_Task set:_
**a)** In the article about the Epstein game below, condense the paragraph beginning "The game uses the" into a short bulleted list that keeps its main facts.
**b)** Continue the article about the Epstein game below, picking up after its final sentence.

━━━━━ Text

Five Nights at Epstein’s- Disturbing Viral Game

Here’s what the game actually is.

What the game involves

Players are trapped on the private island of Jeffrey Epstein. To win the game, players must survive five nights on the island without Epstein finding and sexually abusing them.

It’s playable in a browser. No download. No age check. And there are multiple versions of it online right now.

The game uses the “Five Nights at Freddy’s” format. That’s a popular horror game where you survive attacks from scary characters. This version swaps those characters for Epstein and others named in real court files. It also uses actual photos from inside Epstein’s island home, released by the US Department of Justice.

Where it’s spreading right now

Reports so far are coming out of the US, with confirmed cases in Utah and North Carolina. There are no reports yet from the UK, but that doesn’t mean it isn’t here. These things spread fast.

TikTok, Instagram, and YouTube all have videos about this game. Some have millions of views. Many of these videos show kids:

  • Clips of people actually playing the game
  • Tips on how to get past school internet blocks (called “bypassing filters”)
  • How to find the different versions of the game online

Social media platforms are currently hosting huge amounts of this content, and most of it hasn’t been taken down.

Why this is more serious than it looks

Someone built a game where children pretend to escape being sexually abused. .

The fact that it exists at all is disturbing. The fact that kids are playing it for fun, sharing clips online, and racking up millions of views makes it worse.

Most kids playing it aren’t thinking about what it actually represents. They’re not connecting it to real crimes against real children. They’re just following their friends. But here’s what’s actually happening when a child plays this game: they’re practising “surviving” a sexual predator, over and over, as entertainment.

That’s not a grey area. That’s sick.

When you turn real child sex crimes into a game, those crimes start to feel less real. Less serious. Something to laugh about, share, or beat on a leaderboard. The children and women Epstein abused were real people with real lives. This game takes what was done to them and turns it into a product.

Child safety experts call this “dehumanising” the victims. It means stripping away the humanity of real people and turning them into characters in someone else’s story.

When kids do that repeatedly, even without realising it, it shapes how they think about abuse, about victims, and about what’s acceptable to joke about.

The person who created this made a deliberate choice. And every share, every view, every play session is a vote that says this is fine. It isn’t.

A call to UK parents and professionals

We haven’t seen UK school reports yet, but this game is easily accessible from any device in the country. If you work in education, child safety, or policy, please consider reporting this directly to the relevant authorities.

━━━━━━━━━━
━━━━━ Provided information

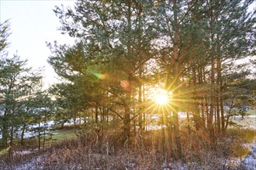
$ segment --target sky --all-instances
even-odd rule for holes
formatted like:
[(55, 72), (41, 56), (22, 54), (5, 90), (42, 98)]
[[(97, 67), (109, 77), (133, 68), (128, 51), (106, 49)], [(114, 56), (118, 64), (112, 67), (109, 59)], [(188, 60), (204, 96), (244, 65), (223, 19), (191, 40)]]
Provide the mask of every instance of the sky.
[[(0, 22), (10, 19), (9, 56), (18, 54), (28, 59), (28, 66), (44, 67), (46, 87), (57, 82), (57, 74), (47, 63), (51, 55), (46, 42), (57, 40), (59, 44), (73, 44), (74, 39), (62, 35), (57, 29), (59, 19), (53, 12), (55, 5), (73, 6), (74, 0), (0, 0)], [(256, 7), (256, 1), (250, 11)]]
[(0, 22), (10, 19), (9, 56), (28, 60), (28, 66), (44, 67), (44, 86), (57, 82), (57, 74), (47, 63), (51, 55), (46, 42), (73, 44), (74, 39), (57, 30), (61, 26), (53, 9), (55, 5), (72, 6), (74, 0), (0, 0)]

━━━━━━━━━━

_Per-task outputs:_
**a)**
- It follows the format of "Five Nights at Freddy's," a popular horror game where you survive attacks from scary characters.
- It replaces those characters with Epstein and others named in real court files.
- It uses actual photos from inside Epstein's island home that the US Department of Justice released.

**b)**
In the UK that means:

  • The Internet Watch Foundation (IWF) at iwf.org.uk
  • Ofcom, the UK’s online safety regulator
  • The NSPCC helpline on 0808 800 5000
  • Your local MP, particularly given the Online Safety Act now in force

If you’re reading this on LinkedIn and have connections in government, schools, or child protection, please share it. This game needs to be flagged and taken down. Social media platforms need to act on the content that’s already live.

What schools and teachers can do

  • Block the known game websites on school devices. IT teams should search “Five Nights at Epstein’s” to find current URLs
  • Know that new versions keep appearing, so blocking one site won’t be enough
  • Be aware that students are sharing links through Google Docs and private messages, not just open browsers
  • Brief staff so they recognise the name if they hear it
  • Treat this like any other safeguarding concern. If a student is playing it, ask questions and don’t assume it was harmless

What parents can do

The most important thing is to start a conversation.

Here are two ways to open it naturally:

1.”I’ve heard that some kids at school are playing a new, weird game online that uses security cameras to escape from a creepy place. Have you heard about something called Five Nights at Epstein’s?”

Or if you want to keep it even more open:

2.”What games have you and your friends been playing lately?”

If they have heard of it or played it, stay calm. Most children have not thought deeply about what it represents. They are just following their friends.
You can explain it simply:

“This one is based on something real. A man abused children and women. Turning that into a game makes it feel like a joke. Those were real people. They deserve better. And this is not a good game.

Also worth doing:

  • Check browser history on all devices, including school devices brought home
  • Search “Five Nights at Epstein” on your child’s TikTok, YouTube, and Instagram
  • Report any videos you find using the in-app report button and select “harmful or dangerous content”

The game being viral doesn’t make it normal. The fact that millions of kids are watching clips of it makes the conversation harder to avoid, not easier to skip.